◆ **EXCERPTED TEXT**:
****

# Safest and Easiest Northern Ireland Bank?



## joeryan (18 Nov 2010)

Hi,
  I want to put 50k Euro into a Northern Ireland bank - because I feel it will be safe there.

I don't care about savings/interest, I only care about safety and ease of access. 

Given the above criteria can someone suggest a safe bank in NI with the above criteria that will let me open an account and take my money?

Does it matter a if Euro or Sterling account? I'm not sure.

Thanks.


----------



## Lightning (18 Nov 2010)

Does Santander fufill your criteria?


----------



## joeryan (18 Nov 2010)

CiaranT said:


> Does Santander fufill your criteria?



I don't know but I'm going to check now...

If I can walk in with some ID and open an account it does

Thanks for replying


----------



## Kev (18 Nov 2010)

CiaranT said:


> Does Santander fufill your criteria?



Is there a Santander in Ireland and where are the branches.


----------



## Godfather (18 Nov 2010)

Pls let me know if Santander in NI can allow opening of non-resident accounts and I will update the foreign savings accounts best buys for all of us. Thank you!


----------



## Lightning (18 Nov 2010)

Kev said:


> Is there a Santander in Ireland and where are the branches.



Yes. See [broken link removed]


----------



## farmerette (18 Nov 2010)

****

(Entries from a point annotation set)
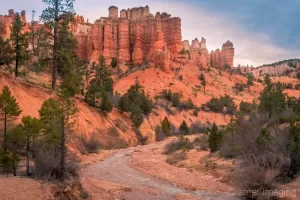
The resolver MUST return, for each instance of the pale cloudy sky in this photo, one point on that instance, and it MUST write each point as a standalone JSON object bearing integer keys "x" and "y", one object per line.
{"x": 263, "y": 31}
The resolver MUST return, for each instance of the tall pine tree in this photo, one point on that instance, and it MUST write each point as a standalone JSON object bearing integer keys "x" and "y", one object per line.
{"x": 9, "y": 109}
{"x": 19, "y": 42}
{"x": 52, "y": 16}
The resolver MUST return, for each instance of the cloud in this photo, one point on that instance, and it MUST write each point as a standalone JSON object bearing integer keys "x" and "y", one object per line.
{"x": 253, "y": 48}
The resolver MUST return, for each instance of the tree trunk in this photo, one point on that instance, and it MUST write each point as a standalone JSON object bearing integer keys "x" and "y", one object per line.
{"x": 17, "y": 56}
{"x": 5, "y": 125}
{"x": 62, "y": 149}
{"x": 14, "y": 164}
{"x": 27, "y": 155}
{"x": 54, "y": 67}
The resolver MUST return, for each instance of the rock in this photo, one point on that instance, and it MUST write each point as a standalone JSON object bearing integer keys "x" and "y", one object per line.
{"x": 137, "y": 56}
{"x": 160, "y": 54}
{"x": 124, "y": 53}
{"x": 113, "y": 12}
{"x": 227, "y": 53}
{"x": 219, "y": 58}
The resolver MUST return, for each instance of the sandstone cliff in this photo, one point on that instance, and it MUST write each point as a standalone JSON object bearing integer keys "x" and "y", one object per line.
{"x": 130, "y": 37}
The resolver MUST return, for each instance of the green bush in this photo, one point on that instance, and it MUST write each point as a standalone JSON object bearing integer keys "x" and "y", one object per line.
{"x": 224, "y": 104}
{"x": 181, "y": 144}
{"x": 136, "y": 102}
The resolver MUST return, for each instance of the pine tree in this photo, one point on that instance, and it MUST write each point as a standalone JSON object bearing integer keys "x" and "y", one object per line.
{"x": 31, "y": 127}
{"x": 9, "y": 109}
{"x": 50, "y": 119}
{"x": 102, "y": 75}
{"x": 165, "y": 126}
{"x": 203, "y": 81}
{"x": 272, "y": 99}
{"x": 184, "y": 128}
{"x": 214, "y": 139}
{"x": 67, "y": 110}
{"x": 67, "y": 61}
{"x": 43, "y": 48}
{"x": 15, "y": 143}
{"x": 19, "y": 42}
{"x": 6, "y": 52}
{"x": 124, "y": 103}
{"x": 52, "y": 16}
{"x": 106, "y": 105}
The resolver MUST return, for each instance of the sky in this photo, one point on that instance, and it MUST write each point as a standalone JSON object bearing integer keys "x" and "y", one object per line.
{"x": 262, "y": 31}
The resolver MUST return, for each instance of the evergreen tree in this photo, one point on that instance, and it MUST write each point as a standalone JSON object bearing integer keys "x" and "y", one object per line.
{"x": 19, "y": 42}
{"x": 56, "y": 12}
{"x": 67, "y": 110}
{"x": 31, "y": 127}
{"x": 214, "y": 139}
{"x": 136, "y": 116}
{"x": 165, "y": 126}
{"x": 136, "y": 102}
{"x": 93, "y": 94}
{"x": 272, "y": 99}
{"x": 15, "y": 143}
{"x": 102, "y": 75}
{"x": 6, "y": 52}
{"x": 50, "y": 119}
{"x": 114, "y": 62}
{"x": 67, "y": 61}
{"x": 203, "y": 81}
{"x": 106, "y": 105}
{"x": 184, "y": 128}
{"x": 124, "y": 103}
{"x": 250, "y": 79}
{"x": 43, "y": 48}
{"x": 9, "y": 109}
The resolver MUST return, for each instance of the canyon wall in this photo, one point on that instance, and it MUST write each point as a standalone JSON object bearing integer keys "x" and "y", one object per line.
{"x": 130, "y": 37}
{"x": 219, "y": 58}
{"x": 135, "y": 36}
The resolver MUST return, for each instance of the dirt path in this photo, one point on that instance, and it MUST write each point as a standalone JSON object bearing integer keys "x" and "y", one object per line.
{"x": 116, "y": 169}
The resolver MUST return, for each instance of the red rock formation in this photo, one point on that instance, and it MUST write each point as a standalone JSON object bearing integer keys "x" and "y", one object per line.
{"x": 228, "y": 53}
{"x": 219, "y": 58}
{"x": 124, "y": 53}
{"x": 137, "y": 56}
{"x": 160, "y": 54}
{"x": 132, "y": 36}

****

◆ **YOUR TASK**:
Output the Northern Ireland bank thread word for word, beginning at "# Safest and" and stopping after "be safe there.".

◆ **THE REPLY**:
# Safest and Easiest Northern Ireland Bank?



## joeryan (18 Nov 2010)

Hi,
  I want to put 50k Euro into a Northern Ireland bank - because I feel it will be safe there.